**Exercise 1:** Locate every line in the rows that contains the word "wall", and copy each of those lines.

**Text provided:**
- Founded: December 28, 1929; 96 years ago Butler University
- Type: Social
- Affiliation: Independent
- Status: Defunct
- Defunct date: c. 1977
- Scope: National (US)
- Motto: "We Unite to Build"
- Pillars: Democracy, Fellowship, Scholarship, Service
- Colors: Royal blue and Gold
- Flower: Sunburst rose
- Publication: Trianon Key
- Chapters: 8
- Headquarters: United States

= Trianon (sorority) =

Former American national sorority

Trianon sorority was a national collegiate organization that operated in the United States from December 1929 to 1977.

== History ==

=== Origins ===
Trianon was formed from the merger of three college clubs in Ohio and Indiana. First, at the University of Cincinnati, in 1925, Dean Josephine P. Simrall assisted female students in creating the Campus Club. Next, in November 1926, several women formed a similar club on their campus, Butler University. In the spring of 1929, 37 female students at Miami University (of Ohio) formed the Miami Girl's Club.

Members of the three clubs convened on December 28 and 29, 1929 at Butler University, to form Trianon sorority, with December 28 being its founding date. This event came to be known as the first National Convention of Trianon. The purpose of Trianon was "to foster democratic ideals on the university of college campus; to encourage and support participation of non-Greek women students in university or college activities; to promote fellowship; to encourage high standards of scholarship; and to serve the university or college in every way possible."

The ties that bound the members of the three individual clubs were finances and values. "For a long time college campuses felt the need for more democratic social organizations to take care of girls whose principles revolted against fraternities into which only a selected few were bidden and whose dues and fees were outside the limit of the average girl's allowance".

=== Expansion ===
Throughout the 1930s, the members of Trianon worked to create official symbols, insignia, rituals, bylaws, and policies. An alumna club and a mother's club were created in 1933. In 1938, however, the Miami chapter struggled to recruit new members; "...several years later it [Miami] had depreciated so in value that the national organization of Trianon was forced to sever relations with this unit".

In the 1940s and 1950s, the sorority maintained two collegiate chapters, Butler and Cincinnati. According to the Trianon Key, members assisted with the war effort during World War II. In 1947, the first official sorority manual was printed. In 1949, a Life Membership program was offered to alumnae.

In 1959, the sorority's official magazine ceased publication. One year later, the Cincinnati chapter "had only two members but stayed alive". The sorority was still active in the 1960s. In 1964, the Cincinnati chapter initiated nine new members. A national convention met the following year. The Trianon pledge manual recorded sorority data through 1967.

**Exercise 2:** In the Trianon sorority article, what year were an alumna club and a mother's club created?

**Data rows:**
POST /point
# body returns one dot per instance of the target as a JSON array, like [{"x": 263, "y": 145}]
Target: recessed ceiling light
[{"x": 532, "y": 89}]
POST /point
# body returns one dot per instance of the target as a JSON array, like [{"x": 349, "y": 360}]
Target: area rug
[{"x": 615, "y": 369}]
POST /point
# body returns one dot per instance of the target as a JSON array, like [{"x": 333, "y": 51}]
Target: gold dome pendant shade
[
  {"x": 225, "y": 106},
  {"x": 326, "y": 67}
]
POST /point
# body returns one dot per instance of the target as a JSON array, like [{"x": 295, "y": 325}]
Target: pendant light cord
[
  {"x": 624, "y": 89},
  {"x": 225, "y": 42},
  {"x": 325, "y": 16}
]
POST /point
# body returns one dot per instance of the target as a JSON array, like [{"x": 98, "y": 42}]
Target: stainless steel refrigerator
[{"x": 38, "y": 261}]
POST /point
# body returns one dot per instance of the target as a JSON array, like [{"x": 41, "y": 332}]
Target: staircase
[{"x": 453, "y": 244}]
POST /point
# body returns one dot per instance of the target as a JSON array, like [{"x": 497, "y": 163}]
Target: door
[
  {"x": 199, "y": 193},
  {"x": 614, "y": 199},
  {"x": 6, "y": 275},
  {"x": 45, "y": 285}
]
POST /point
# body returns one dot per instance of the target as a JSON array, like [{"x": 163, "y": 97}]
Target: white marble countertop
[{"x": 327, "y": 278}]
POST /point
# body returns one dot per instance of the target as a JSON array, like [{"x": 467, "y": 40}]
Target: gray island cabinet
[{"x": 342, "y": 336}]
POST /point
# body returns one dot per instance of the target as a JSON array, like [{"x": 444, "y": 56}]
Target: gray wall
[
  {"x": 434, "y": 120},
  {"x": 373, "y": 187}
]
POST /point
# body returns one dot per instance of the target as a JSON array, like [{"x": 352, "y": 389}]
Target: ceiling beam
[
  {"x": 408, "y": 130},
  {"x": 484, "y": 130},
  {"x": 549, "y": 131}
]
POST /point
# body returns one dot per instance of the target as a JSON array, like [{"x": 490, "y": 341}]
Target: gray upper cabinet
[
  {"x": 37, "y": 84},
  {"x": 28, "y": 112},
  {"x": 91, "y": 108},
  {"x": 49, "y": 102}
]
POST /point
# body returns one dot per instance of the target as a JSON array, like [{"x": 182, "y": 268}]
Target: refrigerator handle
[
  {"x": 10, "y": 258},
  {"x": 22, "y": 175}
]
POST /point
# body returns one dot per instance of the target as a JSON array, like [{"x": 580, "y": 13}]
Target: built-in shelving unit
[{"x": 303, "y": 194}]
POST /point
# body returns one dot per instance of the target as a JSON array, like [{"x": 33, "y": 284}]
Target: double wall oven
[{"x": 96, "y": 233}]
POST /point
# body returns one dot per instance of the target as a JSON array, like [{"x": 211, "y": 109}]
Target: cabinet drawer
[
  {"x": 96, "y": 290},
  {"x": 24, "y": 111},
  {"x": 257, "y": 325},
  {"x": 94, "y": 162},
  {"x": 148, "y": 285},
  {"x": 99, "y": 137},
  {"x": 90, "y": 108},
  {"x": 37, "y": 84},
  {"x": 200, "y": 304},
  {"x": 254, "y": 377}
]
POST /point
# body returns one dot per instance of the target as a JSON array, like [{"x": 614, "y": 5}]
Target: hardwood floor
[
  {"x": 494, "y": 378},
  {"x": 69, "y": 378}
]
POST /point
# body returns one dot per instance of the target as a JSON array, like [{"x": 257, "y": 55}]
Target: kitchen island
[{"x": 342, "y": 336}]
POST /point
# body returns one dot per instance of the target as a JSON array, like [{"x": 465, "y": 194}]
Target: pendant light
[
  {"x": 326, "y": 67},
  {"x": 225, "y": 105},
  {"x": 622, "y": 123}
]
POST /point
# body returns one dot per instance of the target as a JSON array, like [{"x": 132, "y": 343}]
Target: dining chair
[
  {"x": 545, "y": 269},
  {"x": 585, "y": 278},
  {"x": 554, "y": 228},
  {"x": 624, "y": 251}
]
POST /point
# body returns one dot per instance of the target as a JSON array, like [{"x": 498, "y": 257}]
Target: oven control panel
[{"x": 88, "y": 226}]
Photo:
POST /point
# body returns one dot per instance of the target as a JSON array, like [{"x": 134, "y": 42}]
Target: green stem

**Task answer 1:**
Target: gray wall
Target: double wall oven

**Task answer 2:** 1933